Reproduce every line of the data from the line containing "of the chestnut" through the end of the data, and shift each coordinate in the answers by -146.

========================================================================

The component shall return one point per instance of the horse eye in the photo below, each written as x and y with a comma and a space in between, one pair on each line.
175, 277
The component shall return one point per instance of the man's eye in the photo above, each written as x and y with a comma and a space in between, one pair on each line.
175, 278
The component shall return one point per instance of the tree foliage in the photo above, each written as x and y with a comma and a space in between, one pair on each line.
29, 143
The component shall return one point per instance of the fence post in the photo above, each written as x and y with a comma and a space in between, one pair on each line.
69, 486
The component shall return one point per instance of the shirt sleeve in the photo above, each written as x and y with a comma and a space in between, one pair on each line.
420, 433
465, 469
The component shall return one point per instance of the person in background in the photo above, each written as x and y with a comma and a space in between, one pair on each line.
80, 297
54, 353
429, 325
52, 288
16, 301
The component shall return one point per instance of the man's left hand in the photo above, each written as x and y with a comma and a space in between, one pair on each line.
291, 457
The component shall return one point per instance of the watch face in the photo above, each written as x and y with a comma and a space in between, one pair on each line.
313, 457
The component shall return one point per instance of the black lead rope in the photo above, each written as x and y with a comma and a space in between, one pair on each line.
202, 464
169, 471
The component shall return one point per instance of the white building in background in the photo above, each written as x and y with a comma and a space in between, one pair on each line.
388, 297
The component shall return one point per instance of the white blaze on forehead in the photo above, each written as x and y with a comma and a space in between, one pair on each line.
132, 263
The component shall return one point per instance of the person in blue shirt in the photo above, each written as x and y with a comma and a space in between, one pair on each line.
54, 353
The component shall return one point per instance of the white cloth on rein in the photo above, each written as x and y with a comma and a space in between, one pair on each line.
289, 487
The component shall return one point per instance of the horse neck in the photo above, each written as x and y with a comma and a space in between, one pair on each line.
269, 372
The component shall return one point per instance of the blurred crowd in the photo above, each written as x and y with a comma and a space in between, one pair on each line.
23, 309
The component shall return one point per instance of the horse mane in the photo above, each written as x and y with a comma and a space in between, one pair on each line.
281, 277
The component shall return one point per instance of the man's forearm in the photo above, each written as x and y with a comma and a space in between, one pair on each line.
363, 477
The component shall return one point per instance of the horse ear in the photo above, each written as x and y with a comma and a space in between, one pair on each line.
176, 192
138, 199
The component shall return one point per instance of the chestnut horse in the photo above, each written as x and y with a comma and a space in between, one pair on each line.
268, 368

========================================================================

Answer for the task:
The component shall return one point per instance of the chestnut horse in the photo above, each written as x and y with a comma and a space in between, one pair on each line.
122, 222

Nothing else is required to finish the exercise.